- _What to produce_: Please find all lines in the data that hold the string "woman" and copy them.

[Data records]
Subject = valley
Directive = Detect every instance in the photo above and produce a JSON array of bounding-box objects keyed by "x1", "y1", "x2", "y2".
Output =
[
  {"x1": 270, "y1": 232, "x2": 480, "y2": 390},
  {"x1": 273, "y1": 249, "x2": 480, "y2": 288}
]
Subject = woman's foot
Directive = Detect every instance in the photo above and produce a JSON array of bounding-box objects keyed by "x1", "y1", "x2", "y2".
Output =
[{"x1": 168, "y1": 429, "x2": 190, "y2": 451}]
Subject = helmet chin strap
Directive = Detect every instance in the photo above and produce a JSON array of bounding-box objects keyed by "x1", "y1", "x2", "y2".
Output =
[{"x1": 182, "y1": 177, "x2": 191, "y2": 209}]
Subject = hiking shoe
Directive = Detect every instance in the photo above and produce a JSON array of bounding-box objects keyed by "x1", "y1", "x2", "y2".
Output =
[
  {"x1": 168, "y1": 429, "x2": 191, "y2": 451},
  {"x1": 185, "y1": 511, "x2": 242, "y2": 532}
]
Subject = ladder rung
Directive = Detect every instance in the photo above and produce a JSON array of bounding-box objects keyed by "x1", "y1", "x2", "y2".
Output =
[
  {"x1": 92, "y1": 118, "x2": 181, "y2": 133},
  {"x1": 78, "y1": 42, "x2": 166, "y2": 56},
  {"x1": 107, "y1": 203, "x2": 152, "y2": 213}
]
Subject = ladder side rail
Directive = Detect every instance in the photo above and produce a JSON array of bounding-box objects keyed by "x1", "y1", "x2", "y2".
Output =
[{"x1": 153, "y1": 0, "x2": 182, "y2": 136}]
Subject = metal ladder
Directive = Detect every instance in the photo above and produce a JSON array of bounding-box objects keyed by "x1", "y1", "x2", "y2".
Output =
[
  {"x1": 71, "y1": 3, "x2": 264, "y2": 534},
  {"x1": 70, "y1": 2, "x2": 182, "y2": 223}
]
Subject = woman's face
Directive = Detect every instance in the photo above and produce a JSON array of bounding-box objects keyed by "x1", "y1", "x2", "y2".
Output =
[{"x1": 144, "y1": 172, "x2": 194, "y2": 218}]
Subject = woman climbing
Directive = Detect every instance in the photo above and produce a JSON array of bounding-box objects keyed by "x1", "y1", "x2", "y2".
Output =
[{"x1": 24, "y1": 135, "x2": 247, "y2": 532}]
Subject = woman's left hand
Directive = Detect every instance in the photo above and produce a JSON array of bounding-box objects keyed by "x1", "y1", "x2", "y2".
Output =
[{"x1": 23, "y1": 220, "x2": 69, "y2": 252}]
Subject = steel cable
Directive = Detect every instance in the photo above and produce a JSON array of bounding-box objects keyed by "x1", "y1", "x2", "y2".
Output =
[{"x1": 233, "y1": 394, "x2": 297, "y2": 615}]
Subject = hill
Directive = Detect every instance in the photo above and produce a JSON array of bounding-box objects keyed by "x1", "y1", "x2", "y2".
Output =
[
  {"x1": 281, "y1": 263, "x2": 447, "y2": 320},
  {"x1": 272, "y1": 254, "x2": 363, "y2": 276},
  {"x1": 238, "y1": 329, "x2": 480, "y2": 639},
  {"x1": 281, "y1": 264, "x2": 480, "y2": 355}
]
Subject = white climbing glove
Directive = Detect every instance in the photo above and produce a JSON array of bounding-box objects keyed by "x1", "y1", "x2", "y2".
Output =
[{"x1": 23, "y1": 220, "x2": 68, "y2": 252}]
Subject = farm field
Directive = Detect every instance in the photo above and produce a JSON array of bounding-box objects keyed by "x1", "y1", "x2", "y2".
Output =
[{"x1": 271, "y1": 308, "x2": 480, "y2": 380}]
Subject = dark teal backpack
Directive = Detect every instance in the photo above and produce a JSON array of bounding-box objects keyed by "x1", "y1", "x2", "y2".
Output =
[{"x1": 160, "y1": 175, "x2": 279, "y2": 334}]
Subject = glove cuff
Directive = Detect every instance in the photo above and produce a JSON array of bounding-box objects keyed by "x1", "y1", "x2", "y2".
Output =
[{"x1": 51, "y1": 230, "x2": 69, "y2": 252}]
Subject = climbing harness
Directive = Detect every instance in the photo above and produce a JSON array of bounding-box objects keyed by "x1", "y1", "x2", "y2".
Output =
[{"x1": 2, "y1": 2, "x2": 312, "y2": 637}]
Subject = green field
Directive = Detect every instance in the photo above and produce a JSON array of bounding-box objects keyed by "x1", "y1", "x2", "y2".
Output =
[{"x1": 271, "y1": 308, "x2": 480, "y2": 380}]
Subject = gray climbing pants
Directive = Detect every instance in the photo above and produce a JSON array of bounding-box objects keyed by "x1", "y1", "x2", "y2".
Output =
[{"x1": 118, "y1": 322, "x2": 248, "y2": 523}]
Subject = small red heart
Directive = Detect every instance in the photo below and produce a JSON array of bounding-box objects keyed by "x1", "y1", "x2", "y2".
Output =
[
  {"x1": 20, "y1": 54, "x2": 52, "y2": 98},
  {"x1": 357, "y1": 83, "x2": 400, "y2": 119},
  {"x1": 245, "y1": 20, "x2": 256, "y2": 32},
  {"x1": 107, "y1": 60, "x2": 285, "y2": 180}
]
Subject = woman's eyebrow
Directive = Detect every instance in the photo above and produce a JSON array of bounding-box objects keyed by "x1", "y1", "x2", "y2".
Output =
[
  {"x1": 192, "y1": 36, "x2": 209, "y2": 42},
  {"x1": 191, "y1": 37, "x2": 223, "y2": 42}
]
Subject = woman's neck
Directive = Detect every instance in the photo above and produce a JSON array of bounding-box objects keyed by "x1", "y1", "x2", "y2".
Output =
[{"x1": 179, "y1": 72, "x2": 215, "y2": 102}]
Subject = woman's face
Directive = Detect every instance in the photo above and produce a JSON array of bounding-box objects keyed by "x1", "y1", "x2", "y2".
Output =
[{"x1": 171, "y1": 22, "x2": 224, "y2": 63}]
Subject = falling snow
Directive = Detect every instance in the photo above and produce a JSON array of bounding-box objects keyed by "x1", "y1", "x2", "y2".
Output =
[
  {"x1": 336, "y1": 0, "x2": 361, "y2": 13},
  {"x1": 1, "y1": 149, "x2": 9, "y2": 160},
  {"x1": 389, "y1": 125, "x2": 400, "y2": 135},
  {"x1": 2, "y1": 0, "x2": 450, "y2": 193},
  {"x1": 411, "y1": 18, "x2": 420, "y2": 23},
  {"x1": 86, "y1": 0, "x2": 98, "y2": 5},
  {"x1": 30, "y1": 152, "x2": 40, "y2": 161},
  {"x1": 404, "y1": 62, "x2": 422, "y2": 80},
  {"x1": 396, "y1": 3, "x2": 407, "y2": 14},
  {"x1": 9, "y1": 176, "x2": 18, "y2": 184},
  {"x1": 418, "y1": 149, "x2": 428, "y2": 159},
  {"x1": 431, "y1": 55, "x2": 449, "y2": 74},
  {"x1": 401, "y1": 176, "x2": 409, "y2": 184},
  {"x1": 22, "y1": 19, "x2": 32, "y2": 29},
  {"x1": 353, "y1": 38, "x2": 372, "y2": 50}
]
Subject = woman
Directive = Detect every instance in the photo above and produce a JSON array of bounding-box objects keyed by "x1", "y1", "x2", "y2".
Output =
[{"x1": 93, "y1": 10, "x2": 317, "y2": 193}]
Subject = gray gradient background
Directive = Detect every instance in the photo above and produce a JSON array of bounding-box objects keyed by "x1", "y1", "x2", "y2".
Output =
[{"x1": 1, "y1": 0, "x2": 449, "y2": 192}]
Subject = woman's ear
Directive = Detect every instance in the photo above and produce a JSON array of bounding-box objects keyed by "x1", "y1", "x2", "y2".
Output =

- _Output of the task_:
Subject = woman's foot
Subject = woman's face
Subject = woman climbing
Subject = woman's left hand
Subject = woman's eyebrow
Subject = woman's neck
Subject = woman's face
Subject = woman
Subject = woman's ear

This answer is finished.